Render the rows below as a numbered list, leaving out blank lines and all pictures.
>>>
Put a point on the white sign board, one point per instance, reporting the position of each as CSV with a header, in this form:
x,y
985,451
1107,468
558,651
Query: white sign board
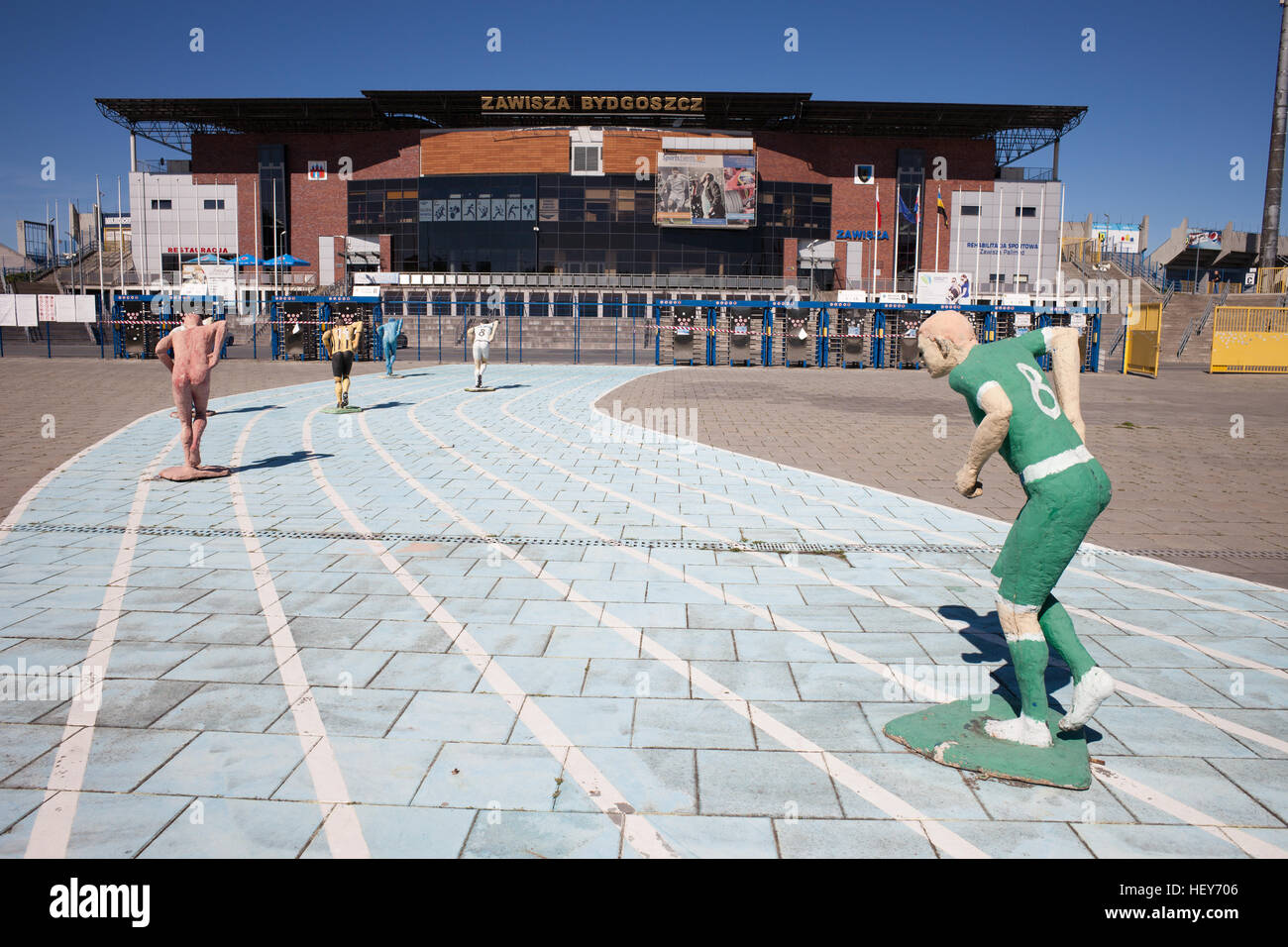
x,y
46,307
27,311
944,289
<<<
Result for this exercise:
1. Put a point on the white sign board, one point per instance, reporting the position of each as CSV with a header, in this form:
2. x,y
3. 985,451
4. 1107,468
5. 558,651
6. Query: white sign board
7. x,y
8. 46,307
9. 27,311
10. 944,289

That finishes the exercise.